Dataset excerpt:
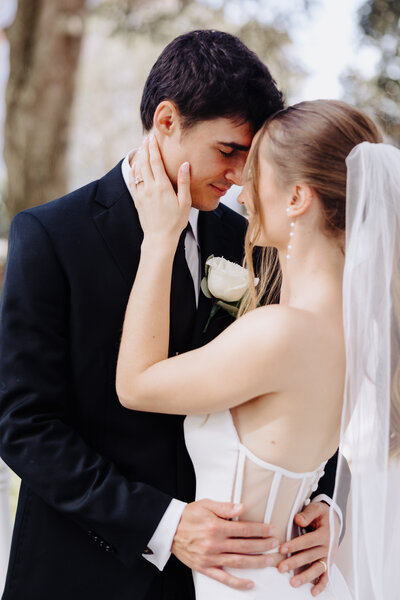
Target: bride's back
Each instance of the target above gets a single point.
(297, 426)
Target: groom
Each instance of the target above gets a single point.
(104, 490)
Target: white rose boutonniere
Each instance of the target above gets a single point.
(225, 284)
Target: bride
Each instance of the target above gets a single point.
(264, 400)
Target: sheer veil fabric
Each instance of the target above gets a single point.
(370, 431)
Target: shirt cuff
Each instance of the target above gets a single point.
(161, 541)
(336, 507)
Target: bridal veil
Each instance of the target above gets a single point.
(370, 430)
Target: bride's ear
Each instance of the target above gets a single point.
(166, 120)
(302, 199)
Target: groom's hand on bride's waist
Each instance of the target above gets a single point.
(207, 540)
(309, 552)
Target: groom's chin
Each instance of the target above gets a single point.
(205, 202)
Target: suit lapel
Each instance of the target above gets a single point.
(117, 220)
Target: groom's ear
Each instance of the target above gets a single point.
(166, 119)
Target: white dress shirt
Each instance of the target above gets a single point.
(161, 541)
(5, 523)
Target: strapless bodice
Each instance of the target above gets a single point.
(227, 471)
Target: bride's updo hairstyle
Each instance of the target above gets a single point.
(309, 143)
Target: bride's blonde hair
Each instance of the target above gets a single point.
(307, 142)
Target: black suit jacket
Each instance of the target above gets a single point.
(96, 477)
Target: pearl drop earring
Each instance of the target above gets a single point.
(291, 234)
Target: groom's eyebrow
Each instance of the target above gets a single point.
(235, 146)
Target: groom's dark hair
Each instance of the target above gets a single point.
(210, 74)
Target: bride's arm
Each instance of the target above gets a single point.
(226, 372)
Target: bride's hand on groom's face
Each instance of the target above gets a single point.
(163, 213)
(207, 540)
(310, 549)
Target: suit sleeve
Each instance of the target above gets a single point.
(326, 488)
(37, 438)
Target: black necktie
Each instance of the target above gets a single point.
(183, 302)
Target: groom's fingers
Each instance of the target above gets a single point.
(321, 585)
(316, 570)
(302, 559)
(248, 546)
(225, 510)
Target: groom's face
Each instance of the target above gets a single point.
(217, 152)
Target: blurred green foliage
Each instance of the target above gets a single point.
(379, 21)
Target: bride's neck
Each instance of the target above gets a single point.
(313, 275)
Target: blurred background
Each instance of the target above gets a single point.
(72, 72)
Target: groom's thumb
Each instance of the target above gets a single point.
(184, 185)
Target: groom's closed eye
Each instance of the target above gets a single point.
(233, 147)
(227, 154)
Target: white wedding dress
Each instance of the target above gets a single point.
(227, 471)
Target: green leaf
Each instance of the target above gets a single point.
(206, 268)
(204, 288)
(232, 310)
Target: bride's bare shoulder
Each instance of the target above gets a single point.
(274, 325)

- EXERCISE INSTRUCTIONS
Can you repeat everything from the line containing "Target: white wedding dress" down to the end of the data, keeping both ends?

- FINISHED EXERCISE
Target: white wedding dress
Each instance of the target above gets a single point.
(227, 471)
Target: green leaf
Each instance of the target above gets a single point.
(206, 268)
(204, 288)
(232, 310)
Target: bride's bare shoulder
Each instance of the target above gets a single point.
(274, 325)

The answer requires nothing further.